### Reading passage
= Beginning of Section =

Uber Wins Legal Battle to Keep Operating in London

Uber has won a legal battle to continue operating in London after its license was previously revoked over safety concerns.

Following the four-day hearing at London's Westminster Magistrates Court a judge ruled that the company was "fit and proper".

It comes after a long-running legal battle between Transport for London (TfL) and Uber in which the former refused to renew the company's license citing a "pattern of failures", which included thousands of trips where passengers discovered that the driver picking them up was not the driver advertised when they booked the journey through the app.

Judge Tan Ikram said in a written verdict: "Despite their historical failings, I find them, now, to be a fit and proper person to hold a London PHV (private hire vehicle) operator's licence."

The judge said he believed that Uber's systems and processes had now been "adequately addressed".

= End of Section =

### Exercise
Write out the article on Uber's London license ruling word for word, everything from "Following the four-day" down to "through the app.".

### Supplied data
= Beginning of Section =

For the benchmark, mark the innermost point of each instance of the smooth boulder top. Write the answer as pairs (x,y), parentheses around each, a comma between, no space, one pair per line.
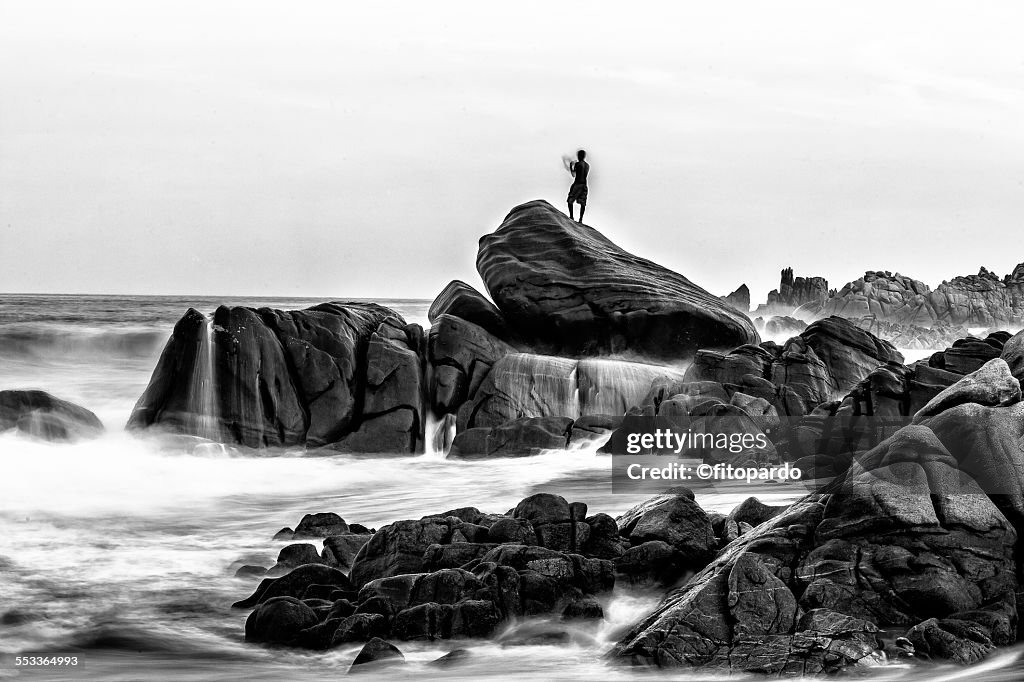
(571,290)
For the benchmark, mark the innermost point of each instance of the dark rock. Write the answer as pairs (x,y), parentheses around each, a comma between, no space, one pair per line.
(950,639)
(603,541)
(293,556)
(513,531)
(427,622)
(398,548)
(755,512)
(653,562)
(359,628)
(568,288)
(340,551)
(461,300)
(675,519)
(903,537)
(454,556)
(282,378)
(543,508)
(584,608)
(43,416)
(295,584)
(279,621)
(453,657)
(377,651)
(462,354)
(250,570)
(992,385)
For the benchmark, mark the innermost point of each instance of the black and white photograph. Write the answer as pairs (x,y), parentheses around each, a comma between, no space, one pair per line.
(530,341)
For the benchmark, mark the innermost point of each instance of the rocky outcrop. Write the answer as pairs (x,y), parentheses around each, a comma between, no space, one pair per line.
(523,385)
(793,293)
(460,300)
(568,290)
(977,300)
(346,375)
(739,299)
(461,573)
(892,545)
(46,417)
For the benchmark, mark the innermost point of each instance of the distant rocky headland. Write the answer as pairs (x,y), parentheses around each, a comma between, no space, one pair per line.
(906,550)
(895,307)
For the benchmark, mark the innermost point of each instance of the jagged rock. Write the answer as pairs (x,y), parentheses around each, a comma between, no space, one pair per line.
(398,548)
(900,539)
(461,300)
(569,290)
(755,512)
(739,299)
(320,524)
(377,651)
(992,385)
(462,355)
(519,437)
(676,519)
(524,385)
(1013,354)
(43,416)
(950,639)
(359,628)
(279,621)
(274,378)
(340,551)
(793,293)
(295,584)
(978,300)
(293,556)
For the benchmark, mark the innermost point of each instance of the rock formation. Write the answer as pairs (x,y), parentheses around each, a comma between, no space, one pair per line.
(345,375)
(568,290)
(43,416)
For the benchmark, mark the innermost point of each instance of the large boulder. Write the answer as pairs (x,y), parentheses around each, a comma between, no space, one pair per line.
(47,417)
(568,289)
(902,538)
(461,354)
(274,378)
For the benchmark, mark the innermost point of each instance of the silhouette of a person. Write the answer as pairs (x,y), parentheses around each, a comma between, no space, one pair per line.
(578,192)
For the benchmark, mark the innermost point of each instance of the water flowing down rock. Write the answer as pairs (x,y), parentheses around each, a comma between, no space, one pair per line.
(567,289)
(345,374)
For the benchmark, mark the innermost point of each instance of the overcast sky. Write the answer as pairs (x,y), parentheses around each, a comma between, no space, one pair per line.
(343,148)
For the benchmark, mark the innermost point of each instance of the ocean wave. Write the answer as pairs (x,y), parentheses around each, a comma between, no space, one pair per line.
(45,341)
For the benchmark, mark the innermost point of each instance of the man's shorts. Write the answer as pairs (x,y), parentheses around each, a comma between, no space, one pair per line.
(578,194)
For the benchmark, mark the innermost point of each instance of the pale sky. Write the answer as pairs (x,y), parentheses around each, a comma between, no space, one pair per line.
(360,150)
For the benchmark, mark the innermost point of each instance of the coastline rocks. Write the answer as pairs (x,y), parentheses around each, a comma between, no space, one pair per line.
(461,300)
(924,551)
(567,289)
(461,355)
(977,300)
(272,378)
(46,417)
(525,385)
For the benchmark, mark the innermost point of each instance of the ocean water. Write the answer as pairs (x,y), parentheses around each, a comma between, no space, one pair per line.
(122,550)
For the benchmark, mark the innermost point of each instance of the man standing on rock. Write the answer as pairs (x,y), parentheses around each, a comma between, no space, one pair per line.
(578,192)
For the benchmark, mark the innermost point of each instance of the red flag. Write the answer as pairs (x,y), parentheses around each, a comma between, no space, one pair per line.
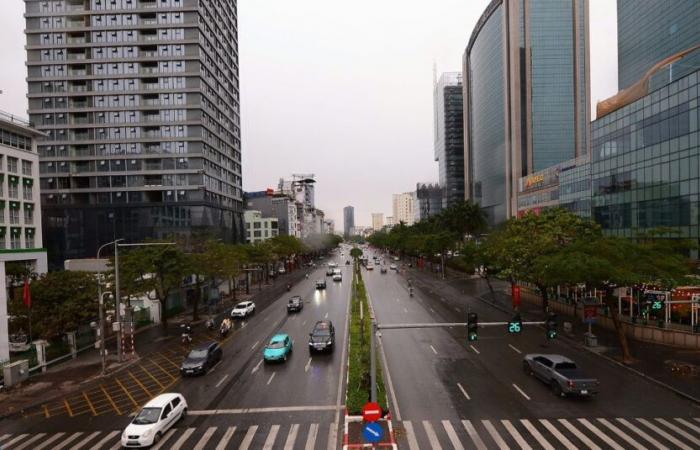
(27,294)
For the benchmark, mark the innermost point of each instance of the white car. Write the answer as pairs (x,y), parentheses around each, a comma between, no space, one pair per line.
(154,420)
(243,310)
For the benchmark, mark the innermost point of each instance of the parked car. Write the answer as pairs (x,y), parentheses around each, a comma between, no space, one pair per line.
(243,310)
(201,359)
(154,420)
(279,348)
(322,337)
(295,304)
(561,374)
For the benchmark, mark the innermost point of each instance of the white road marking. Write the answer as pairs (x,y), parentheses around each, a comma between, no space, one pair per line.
(226,438)
(452,434)
(311,438)
(221,381)
(516,435)
(494,435)
(604,437)
(291,437)
(463,391)
(432,437)
(581,437)
(248,438)
(521,391)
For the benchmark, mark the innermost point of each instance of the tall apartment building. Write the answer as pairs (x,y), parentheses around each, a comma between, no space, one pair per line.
(449,136)
(402,208)
(140,103)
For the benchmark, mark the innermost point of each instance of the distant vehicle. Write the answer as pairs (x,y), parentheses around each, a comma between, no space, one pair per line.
(561,373)
(243,310)
(154,420)
(279,348)
(322,337)
(201,359)
(295,304)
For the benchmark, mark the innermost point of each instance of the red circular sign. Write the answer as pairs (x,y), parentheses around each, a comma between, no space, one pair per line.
(371,412)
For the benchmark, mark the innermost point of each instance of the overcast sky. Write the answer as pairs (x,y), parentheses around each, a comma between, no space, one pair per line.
(342,90)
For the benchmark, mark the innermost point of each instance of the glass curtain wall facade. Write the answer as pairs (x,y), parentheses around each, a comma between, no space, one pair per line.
(140,101)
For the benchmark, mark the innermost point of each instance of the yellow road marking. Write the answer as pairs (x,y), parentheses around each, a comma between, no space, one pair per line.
(114,405)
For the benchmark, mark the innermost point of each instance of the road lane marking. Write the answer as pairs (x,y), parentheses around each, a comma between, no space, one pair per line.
(221,381)
(226,438)
(533,431)
(311,438)
(516,435)
(248,438)
(563,439)
(463,391)
(291,437)
(521,391)
(581,437)
(432,437)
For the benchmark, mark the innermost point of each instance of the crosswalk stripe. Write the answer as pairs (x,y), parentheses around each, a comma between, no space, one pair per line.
(271,436)
(452,435)
(641,433)
(474,435)
(87,439)
(604,437)
(494,434)
(668,437)
(580,436)
(205,438)
(516,435)
(226,438)
(311,438)
(432,437)
(533,431)
(622,434)
(28,442)
(49,441)
(410,435)
(563,439)
(248,438)
(291,437)
(678,430)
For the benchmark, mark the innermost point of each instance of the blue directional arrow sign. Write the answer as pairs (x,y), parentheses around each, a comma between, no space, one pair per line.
(373,432)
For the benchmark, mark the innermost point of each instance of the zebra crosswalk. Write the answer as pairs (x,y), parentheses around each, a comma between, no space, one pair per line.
(313,436)
(550,434)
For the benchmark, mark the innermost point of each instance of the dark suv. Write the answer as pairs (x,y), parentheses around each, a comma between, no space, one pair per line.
(322,338)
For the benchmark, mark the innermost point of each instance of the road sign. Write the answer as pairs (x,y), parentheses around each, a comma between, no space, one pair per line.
(373,432)
(371,412)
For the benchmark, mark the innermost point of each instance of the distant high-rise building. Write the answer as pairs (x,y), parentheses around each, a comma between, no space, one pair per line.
(348,220)
(650,31)
(449,136)
(140,103)
(526,96)
(402,206)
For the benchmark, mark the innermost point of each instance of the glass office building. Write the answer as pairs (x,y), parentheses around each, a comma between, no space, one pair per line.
(140,103)
(527,94)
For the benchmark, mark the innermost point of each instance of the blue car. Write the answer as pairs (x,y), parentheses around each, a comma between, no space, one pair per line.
(278,349)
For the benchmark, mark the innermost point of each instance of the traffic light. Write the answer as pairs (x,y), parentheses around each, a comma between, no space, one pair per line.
(472,326)
(516,324)
(551,325)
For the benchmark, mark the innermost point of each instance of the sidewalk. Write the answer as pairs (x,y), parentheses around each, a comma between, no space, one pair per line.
(78,374)
(675,367)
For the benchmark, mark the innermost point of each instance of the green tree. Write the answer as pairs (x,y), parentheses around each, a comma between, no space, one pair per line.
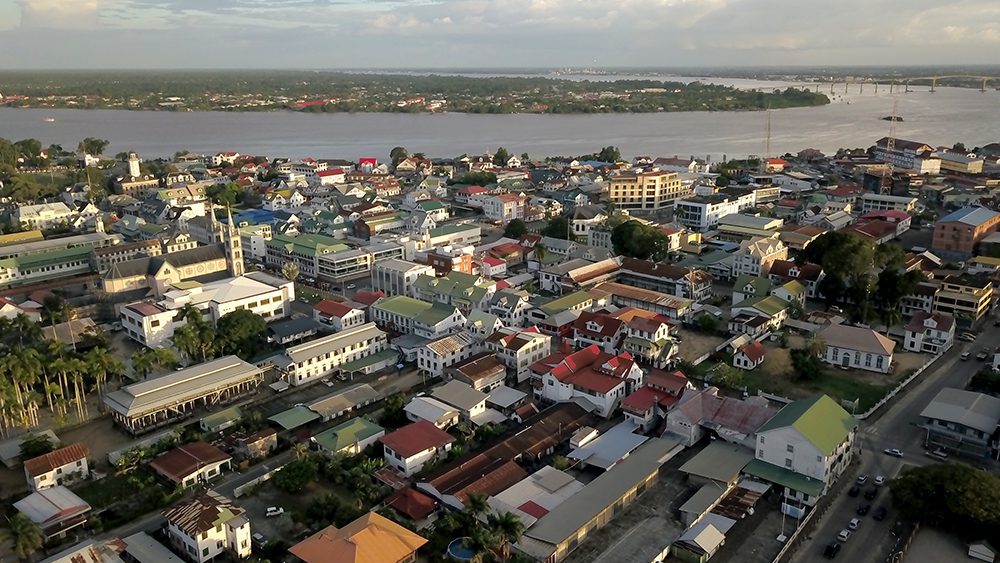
(636,240)
(290,270)
(557,227)
(515,229)
(34,445)
(501,157)
(953,496)
(25,536)
(241,333)
(93,146)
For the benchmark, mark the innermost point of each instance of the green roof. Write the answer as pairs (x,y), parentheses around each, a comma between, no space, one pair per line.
(294,417)
(820,420)
(565,302)
(402,305)
(347,434)
(52,257)
(369,360)
(760,285)
(307,244)
(784,477)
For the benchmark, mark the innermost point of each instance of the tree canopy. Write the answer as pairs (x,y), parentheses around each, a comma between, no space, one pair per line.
(637,240)
(953,496)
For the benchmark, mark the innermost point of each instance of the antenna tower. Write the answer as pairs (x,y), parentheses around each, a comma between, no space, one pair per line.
(890,149)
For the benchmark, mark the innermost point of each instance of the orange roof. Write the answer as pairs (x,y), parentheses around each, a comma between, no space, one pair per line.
(57,458)
(369,539)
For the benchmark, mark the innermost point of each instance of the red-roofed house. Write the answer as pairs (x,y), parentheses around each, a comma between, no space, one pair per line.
(750,355)
(598,377)
(340,316)
(412,446)
(59,467)
(661,391)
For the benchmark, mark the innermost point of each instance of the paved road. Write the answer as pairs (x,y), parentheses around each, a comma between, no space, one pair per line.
(896,428)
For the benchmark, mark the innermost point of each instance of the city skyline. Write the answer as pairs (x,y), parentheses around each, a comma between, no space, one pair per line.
(161,34)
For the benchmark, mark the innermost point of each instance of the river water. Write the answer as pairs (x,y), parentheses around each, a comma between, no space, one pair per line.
(852,120)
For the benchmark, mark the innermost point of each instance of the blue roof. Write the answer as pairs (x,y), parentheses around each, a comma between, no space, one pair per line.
(973,216)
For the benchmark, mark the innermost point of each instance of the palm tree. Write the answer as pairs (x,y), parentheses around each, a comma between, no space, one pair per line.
(24,534)
(300,451)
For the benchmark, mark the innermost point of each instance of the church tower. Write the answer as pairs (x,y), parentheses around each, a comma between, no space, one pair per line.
(234,246)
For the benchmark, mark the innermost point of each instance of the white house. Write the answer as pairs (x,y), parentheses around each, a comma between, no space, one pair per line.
(929,332)
(408,449)
(854,347)
(207,524)
(64,466)
(804,448)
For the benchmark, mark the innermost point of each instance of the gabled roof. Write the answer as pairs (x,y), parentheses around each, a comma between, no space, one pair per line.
(369,539)
(820,420)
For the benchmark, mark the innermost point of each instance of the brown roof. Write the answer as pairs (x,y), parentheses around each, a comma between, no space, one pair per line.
(202,512)
(415,438)
(57,458)
(369,539)
(184,460)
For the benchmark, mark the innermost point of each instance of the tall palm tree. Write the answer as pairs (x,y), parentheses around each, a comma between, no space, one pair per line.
(24,534)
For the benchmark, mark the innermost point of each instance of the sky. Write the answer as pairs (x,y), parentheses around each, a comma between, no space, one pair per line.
(421,34)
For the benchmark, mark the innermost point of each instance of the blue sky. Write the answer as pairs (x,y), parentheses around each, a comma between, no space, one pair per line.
(42,34)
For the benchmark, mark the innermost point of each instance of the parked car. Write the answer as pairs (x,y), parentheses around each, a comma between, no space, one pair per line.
(831,551)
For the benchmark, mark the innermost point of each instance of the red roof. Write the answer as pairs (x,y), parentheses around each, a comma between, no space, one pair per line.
(414,438)
(754,350)
(332,308)
(412,503)
(57,458)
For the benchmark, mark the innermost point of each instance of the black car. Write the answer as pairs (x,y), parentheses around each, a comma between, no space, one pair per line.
(832,549)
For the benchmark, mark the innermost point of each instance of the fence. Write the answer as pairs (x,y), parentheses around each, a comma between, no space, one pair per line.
(242,489)
(902,385)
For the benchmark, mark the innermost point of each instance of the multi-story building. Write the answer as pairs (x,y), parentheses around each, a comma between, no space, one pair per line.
(854,347)
(959,232)
(883,202)
(702,213)
(931,333)
(519,348)
(647,189)
(324,356)
(64,466)
(404,315)
(757,255)
(965,297)
(963,422)
(803,449)
(397,277)
(910,155)
(206,525)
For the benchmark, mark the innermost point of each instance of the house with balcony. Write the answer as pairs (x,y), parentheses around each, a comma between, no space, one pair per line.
(803,449)
(932,333)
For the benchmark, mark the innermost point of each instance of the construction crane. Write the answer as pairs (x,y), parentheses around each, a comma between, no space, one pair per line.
(890,149)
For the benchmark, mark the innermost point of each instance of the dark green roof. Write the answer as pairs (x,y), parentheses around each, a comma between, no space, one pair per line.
(820,420)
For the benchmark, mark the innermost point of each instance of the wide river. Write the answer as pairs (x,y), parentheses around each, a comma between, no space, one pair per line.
(852,120)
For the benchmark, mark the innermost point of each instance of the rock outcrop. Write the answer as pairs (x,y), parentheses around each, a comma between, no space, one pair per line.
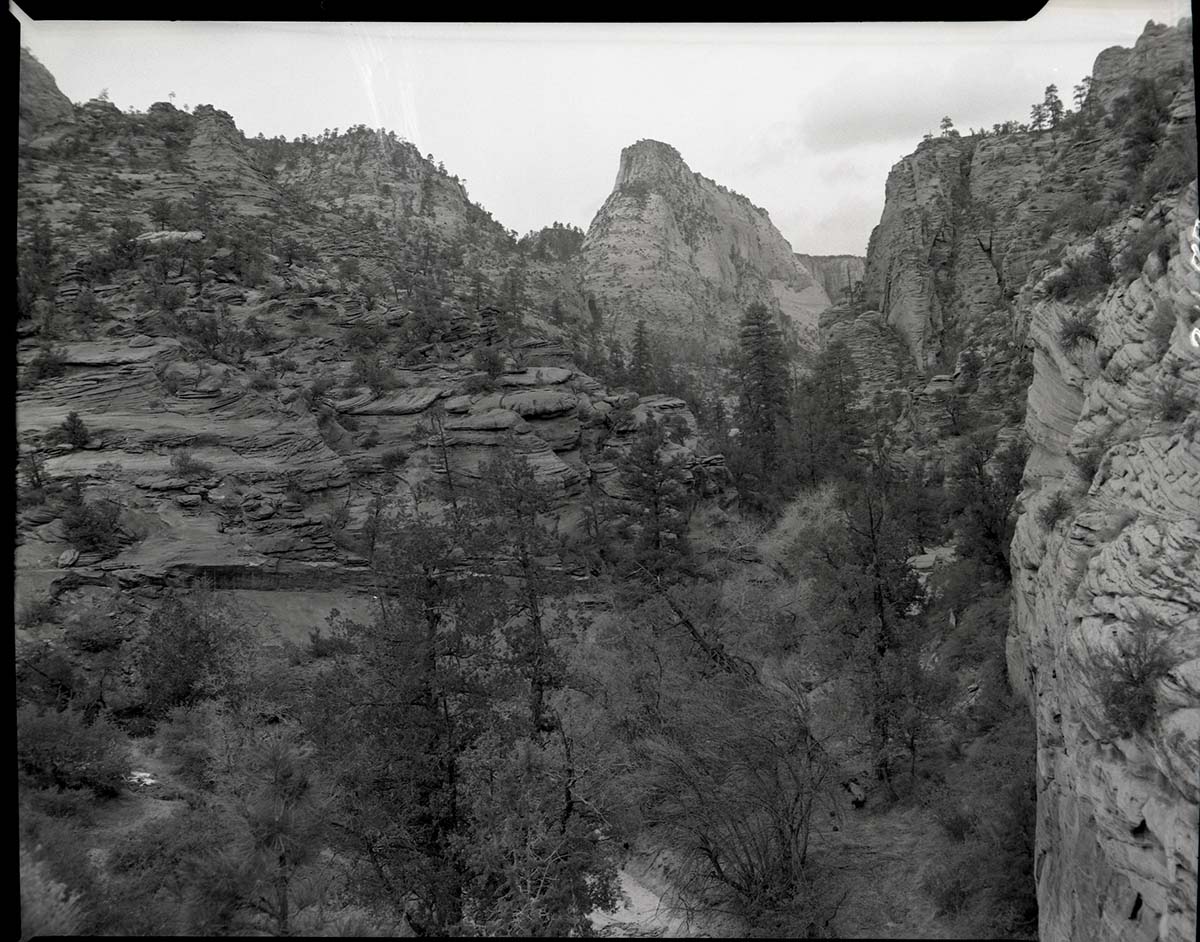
(1119,810)
(299,339)
(977,265)
(838,275)
(688,256)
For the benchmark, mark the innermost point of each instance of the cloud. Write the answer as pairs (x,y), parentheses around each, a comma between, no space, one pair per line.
(838,232)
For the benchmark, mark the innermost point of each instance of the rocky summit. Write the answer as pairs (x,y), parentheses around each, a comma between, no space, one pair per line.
(383,571)
(688,255)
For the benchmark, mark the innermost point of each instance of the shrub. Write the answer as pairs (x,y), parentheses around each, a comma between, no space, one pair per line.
(91,526)
(1054,510)
(191,649)
(259,331)
(321,385)
(959,822)
(47,906)
(48,363)
(951,885)
(370,371)
(1075,329)
(1173,168)
(1125,679)
(185,465)
(1084,275)
(294,492)
(61,750)
(489,360)
(36,612)
(33,466)
(75,432)
(325,646)
(365,337)
(94,634)
(1161,328)
(393,459)
(1084,216)
(1152,239)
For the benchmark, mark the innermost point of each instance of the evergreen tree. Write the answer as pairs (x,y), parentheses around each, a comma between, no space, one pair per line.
(525,557)
(828,427)
(640,364)
(659,496)
(984,489)
(1053,106)
(617,372)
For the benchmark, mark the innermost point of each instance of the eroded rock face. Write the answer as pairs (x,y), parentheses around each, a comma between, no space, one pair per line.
(256,462)
(967,221)
(1119,814)
(835,274)
(688,256)
(959,268)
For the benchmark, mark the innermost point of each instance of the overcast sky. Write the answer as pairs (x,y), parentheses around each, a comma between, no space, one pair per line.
(804,119)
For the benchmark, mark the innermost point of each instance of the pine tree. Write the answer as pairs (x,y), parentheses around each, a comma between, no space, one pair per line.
(1053,106)
(658,495)
(640,365)
(618,375)
(525,557)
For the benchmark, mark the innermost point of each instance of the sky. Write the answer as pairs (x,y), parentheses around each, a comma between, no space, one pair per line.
(803,119)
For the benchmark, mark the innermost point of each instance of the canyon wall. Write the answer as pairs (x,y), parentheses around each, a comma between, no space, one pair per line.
(1059,263)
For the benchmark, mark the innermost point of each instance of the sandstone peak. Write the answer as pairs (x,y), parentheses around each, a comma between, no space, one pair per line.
(687,255)
(42,105)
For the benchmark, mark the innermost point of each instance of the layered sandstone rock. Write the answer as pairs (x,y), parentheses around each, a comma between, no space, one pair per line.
(1119,814)
(41,106)
(837,274)
(688,256)
(958,267)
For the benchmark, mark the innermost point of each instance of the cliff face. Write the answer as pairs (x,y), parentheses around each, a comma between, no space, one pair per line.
(688,256)
(41,106)
(969,220)
(835,274)
(979,263)
(247,335)
(1117,813)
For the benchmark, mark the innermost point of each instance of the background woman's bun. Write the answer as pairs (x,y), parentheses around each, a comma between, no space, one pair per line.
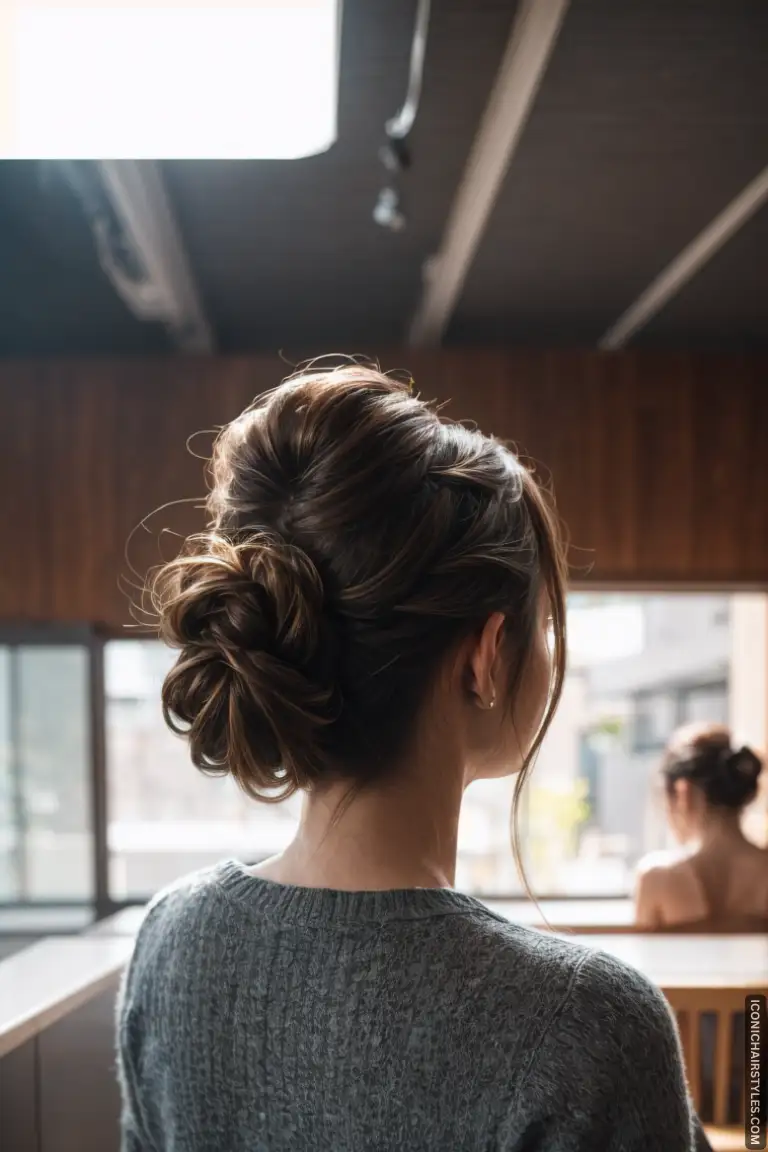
(253,686)
(704,753)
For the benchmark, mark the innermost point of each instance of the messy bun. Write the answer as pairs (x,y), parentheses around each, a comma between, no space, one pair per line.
(253,688)
(727,775)
(354,537)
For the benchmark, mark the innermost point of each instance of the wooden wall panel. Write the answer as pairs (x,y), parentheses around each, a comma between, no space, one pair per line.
(660,461)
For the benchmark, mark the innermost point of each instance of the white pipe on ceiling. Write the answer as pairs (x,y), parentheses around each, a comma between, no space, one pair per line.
(529,48)
(687,263)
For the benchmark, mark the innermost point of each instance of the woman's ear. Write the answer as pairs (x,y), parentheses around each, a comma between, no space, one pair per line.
(485,661)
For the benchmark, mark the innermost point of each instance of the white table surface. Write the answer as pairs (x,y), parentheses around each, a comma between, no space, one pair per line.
(689,961)
(51,979)
(576,914)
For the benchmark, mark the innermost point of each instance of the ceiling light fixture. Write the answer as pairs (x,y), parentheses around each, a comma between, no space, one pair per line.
(107,81)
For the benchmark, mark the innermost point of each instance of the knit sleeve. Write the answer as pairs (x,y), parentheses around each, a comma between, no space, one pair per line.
(135,1136)
(608,1073)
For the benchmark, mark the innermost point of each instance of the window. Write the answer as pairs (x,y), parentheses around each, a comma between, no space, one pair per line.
(639,666)
(46,843)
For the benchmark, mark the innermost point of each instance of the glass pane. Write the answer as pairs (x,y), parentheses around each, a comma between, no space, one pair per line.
(53,763)
(166,818)
(640,665)
(8,824)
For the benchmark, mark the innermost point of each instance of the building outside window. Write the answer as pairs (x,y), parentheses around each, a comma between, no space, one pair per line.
(639,666)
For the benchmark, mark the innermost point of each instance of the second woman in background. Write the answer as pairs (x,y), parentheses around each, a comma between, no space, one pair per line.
(719,878)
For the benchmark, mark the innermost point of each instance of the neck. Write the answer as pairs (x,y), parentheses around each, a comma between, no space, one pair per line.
(721,825)
(398,834)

= End of Section =

### Answer space
Following the four-day hearing at London's Westminster Magistrates Court a judge ruled that the company was "fit and proper".

It comes after a long-running legal battle between Transport for London (TfL) and Uber in which the former refused to renew the company's license citing a "pattern of failures", which included thousands of trips where passengers discovered that the driver picking them up was not the driver advertised when they booked the journey through the app.